Instruction:
Turn every line of the rows below into a numbered list, leaving out any blank lines.

Rows:
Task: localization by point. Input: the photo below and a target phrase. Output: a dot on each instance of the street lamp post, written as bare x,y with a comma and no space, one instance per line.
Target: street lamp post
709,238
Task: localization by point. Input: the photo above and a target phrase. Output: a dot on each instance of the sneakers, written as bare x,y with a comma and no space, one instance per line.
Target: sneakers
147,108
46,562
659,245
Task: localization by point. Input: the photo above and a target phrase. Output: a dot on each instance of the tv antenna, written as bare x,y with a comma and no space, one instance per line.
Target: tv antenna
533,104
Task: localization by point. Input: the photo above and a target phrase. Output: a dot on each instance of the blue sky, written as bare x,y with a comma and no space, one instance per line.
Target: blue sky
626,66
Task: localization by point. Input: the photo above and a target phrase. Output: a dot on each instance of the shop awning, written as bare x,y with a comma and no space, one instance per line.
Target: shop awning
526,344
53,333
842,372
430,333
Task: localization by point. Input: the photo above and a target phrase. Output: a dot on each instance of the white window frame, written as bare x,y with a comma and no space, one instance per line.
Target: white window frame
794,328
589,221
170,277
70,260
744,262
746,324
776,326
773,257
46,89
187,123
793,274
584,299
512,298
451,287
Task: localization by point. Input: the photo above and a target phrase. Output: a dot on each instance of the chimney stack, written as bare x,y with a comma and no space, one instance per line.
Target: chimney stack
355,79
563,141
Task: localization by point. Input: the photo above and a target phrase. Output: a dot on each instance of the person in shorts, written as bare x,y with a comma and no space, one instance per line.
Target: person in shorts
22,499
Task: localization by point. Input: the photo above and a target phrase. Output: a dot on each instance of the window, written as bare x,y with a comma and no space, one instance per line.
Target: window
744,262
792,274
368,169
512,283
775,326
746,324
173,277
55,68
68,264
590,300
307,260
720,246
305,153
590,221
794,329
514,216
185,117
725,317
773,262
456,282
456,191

Task result:
1. Task: localization by point. Input: the photo below and a target phrase. Output: a dot on each instance of the street lamp post, written as bare x,y with a comma and no space, one instance per line.
2. Target: street lamp post
3. 709,238
4. Task: localization by point. Input: the photo above and a target phrase. Output: a dot on each instance of the sneakers, written as bare x,y with a comma and no space, one instance per line.
5. Target: sneakers
6. 147,108
7. 46,562
8. 659,245
9. Task: localization by point. Input: the photo above and a target phrase. Output: a dot on each instance of the tv antenna, written as bare x,y with a comma and no space, one instance per line.
10. Target: tv antenna
11. 533,104
12. Task: localization by point. Input: the photo above and a target phrase. Output: a dot on each instance of the blue sky, written as bare x,y with a comma and no space, one instance per line.
13. Target: blue sky
14. 626,66
15. Task: localization by point. Input: the photo above and a target phrase. Output: a dot on each instance of the shop awning, written as bare x,y with a comma and no space, one instance per line.
16. Target: shop awning
17. 526,344
18. 53,333
19. 842,372
20. 430,333
21. Task: localization by point. Input: the photo above and a target phrase. Output: a dot on each instance of the white window frame, written as bare x,y with a comma and no space, one instance per line.
22. Target: white window frame
23. 794,328
24. 589,221
25. 170,277
26. 70,260
27. 744,262
28. 746,324
29. 776,326
30. 773,257
31. 46,89
32. 187,123
33. 793,274
34. 584,299
35. 512,298
36. 451,287
37. Task: localization by point. Input: the photo above and a target phrase. Output: a dot on each instance of the chimney stack, written as bare x,y with a comma and no space, one instance per line.
38. Target: chimney stack
39. 355,79
40. 563,141
41. Task: localization by point. Input: the photo above and a target phrase. Output: a dot on each instance of the person in shorts, written as bare x,y with a comma and no space, one instance per line.
42. Target: person in shorts
43. 22,499
44. Task: localization by point. Input: the photo above and a target phrase. Output: a dot on each instance of the window, written as bare x,y with a comma and no space, one instance per line.
45. Target: window
46. 744,262
47. 792,274
48. 368,169
49. 512,283
50. 775,326
51. 746,324
52. 173,277
53. 55,68
54. 68,264
55. 590,300
56. 307,260
57. 720,246
58. 305,153
59. 590,221
60. 794,329
61. 514,216
62. 185,117
63. 725,317
64. 773,262
65. 456,282
66. 456,191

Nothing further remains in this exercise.